• ACTION ITEM
Could you reproduce every record below exactly as written?

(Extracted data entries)
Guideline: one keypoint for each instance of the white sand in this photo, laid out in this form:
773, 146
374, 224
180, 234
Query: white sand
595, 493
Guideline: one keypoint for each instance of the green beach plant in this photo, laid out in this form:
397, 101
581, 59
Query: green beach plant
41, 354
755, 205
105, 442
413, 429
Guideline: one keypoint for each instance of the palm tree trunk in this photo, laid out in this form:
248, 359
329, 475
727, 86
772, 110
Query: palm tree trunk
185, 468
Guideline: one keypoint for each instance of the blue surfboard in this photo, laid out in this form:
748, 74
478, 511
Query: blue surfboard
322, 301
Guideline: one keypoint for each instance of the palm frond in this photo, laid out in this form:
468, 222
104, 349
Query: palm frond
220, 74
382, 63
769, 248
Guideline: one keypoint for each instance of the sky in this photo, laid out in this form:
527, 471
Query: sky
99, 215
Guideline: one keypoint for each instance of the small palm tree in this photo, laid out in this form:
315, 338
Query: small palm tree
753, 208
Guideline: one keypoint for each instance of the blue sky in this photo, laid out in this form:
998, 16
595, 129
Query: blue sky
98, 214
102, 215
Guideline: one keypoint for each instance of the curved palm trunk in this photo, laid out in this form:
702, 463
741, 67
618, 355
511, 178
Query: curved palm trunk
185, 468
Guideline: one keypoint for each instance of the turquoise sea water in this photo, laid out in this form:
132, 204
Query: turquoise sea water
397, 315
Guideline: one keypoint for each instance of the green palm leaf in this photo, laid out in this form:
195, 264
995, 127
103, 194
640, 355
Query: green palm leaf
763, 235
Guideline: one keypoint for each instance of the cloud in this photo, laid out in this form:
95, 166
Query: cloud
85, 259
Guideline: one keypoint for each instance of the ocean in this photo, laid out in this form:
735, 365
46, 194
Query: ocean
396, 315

• EXERCISE ANSWER
Guideline: one keypoint for each instance of the white sand in this photo, laid out in this form:
773, 146
374, 224
180, 234
Query: white sand
595, 493
Guideline: one keypoint for each instance of the green beach plant in this photo, laid out in this form:
397, 101
581, 59
Query: green beach plant
41, 354
755, 205
105, 442
413, 429
Guideline: one keypoint for each instance of the palm tree trunk in this photo, laid out in this form:
248, 359
329, 475
727, 86
772, 110
Query: palm tree trunk
185, 468
Guideline: one keypoint for each instance of the blue surfboard in this photo, laid out in this form:
748, 74
478, 511
Query: blue surfboard
322, 301
Guideline: one keypoint for each instance of the palm frond in this photo, laid out in this form:
468, 222
104, 349
Query: palm frond
220, 74
382, 63
769, 248
Guideline: one keypoint for each instance of the sky in this photo, laid out in this form:
527, 471
Query: sky
99, 215
Guideline: one keypoint for each instance of the small palm tree in this photo, laid out in this form:
315, 338
Query: small palm tree
753, 208
Guideline: one keypoint for each instance of the blue sky in this photo, laid out in this form:
998, 16
595, 129
Query: blue sky
98, 214
102, 215
Guideline: one keypoint for each instance of the curved palm trunk in this photo, laid out in this form:
702, 463
741, 67
618, 355
511, 178
Query: curved palm trunk
185, 468
Guideline: one keypoint for each instance of the turquoise sea water in this photo, laid out in this form:
132, 204
Query: turquoise sea water
397, 315
Guideline: one keypoint for each instance of the green palm leaf in this photo, laid out in this form:
195, 264
995, 127
103, 194
640, 355
Query: green palm leaf
763, 235
Guideline: one keypoint for each instance of the cloud in this photo, laid out in this form:
95, 166
Query: cloud
85, 259
Guideline: one keypoint for each instance of the ocean in this photo, laid out in this form:
735, 365
46, 194
Query: ocean
396, 315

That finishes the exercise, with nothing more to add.